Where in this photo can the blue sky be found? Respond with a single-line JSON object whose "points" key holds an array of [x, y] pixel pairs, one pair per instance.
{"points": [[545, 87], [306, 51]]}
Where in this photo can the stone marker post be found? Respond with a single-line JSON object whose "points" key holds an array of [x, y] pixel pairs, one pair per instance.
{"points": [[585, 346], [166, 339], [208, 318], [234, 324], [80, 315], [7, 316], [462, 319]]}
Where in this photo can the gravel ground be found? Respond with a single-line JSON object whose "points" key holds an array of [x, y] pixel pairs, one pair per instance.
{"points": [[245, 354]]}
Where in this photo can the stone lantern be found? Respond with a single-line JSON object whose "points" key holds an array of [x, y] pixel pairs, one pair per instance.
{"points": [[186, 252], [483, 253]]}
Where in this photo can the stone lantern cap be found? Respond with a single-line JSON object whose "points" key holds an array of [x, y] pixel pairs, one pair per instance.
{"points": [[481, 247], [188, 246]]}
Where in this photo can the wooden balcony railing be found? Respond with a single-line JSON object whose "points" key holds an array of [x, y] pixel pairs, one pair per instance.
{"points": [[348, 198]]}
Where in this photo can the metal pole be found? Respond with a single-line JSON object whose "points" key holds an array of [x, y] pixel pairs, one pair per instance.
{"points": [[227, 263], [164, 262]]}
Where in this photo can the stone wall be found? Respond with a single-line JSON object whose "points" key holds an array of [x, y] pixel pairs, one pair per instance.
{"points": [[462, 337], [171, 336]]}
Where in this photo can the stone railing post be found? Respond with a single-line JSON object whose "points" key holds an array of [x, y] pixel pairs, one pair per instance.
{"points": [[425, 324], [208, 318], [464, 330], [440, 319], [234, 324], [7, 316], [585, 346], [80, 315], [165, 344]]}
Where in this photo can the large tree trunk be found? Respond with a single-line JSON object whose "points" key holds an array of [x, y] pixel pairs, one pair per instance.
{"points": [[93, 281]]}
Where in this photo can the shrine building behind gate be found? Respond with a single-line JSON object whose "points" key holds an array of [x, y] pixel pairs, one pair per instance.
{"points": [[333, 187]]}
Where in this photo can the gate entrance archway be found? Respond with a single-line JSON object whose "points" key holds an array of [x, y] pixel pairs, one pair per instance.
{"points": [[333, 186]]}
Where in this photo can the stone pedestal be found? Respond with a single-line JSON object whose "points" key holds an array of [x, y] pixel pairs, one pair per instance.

#### [The task]
Reproduce the data, keeping every line exactly the same.

#### [Task output]
Where in this photo can the blue sky be found? Respond with a single-line JSON object whose "points" key holds an array of [x, y] pixel pairs, one pair per instance.
{"points": [[545, 87], [306, 51]]}
Where in this photo can the stone marker post be found? Respond with a single-line JSON object whose "points" key holds an array of [x, y] pixel pairs, one pair per instance.
{"points": [[585, 346], [166, 339], [208, 318], [234, 324], [80, 315], [7, 316], [462, 319]]}
Where in this photo can the gravel ground be found? Respond with a single-line JSON object whose "points" key holds an array of [x, y] pixel pairs, one pair per instance.
{"points": [[245, 354]]}
Where in this photo can the stone lantern be found? Respond with a single-line JSON object whose "points" key holds an array of [x, y] pixel pairs, one pair per instance.
{"points": [[186, 252], [483, 253]]}
Where in this photo can the stone lantern cap be found? Respond with a single-line JSON object whose "points" key holds an array of [x, y] pixel pairs, one pair per instance.
{"points": [[481, 247], [188, 246]]}
Where in this photo can the wooden balcony railing be found? Respond with a single-line JSON object whose "points" key holds an array of [x, y] pixel pairs, one pair per instance.
{"points": [[348, 198]]}
Where in this photo can the metal pole be found? Respond with a single-line JSON object whose "points" key holds an array of [x, y] pixel pairs, one pair per instance.
{"points": [[227, 263], [164, 262]]}
Where in this photo can the stone wall be found? Respond with a single-line JSON object whose "points" key holds an array of [x, y] pixel pairs, one pair per instance.
{"points": [[462, 337], [171, 336]]}
Where in this photo can the stone railing post be found? Respond with a single-line JSON object whose "points" key holds an array of [x, y] pixel pairs, one pair per instance.
{"points": [[425, 324], [208, 318], [464, 330], [440, 319], [234, 324], [7, 316], [585, 346], [80, 315], [165, 344]]}
Where in this photo can the large tree trunk be found? Respond with a single-line JSON object whose "points" key holds an array of [x, y] pixel pairs, one pair per instance.
{"points": [[93, 281]]}
Where in this photo can the shrine building behind gate be found? Respond with a single-line JSON object whose "points" key holds an array of [x, y] pixel pairs, one pair per instance.
{"points": [[333, 187]]}
Where in this photo can the gate entrance archway be found? Respond with a single-line JSON object whose "points" key holds an array of [x, y] pixel pairs, one pair per instance.
{"points": [[333, 186]]}
Where in this photo can the stone pedestal be found? Respond with a single-line JSON object whose "points" key holds an array of [x, y] pixel pairs, one pair per instance.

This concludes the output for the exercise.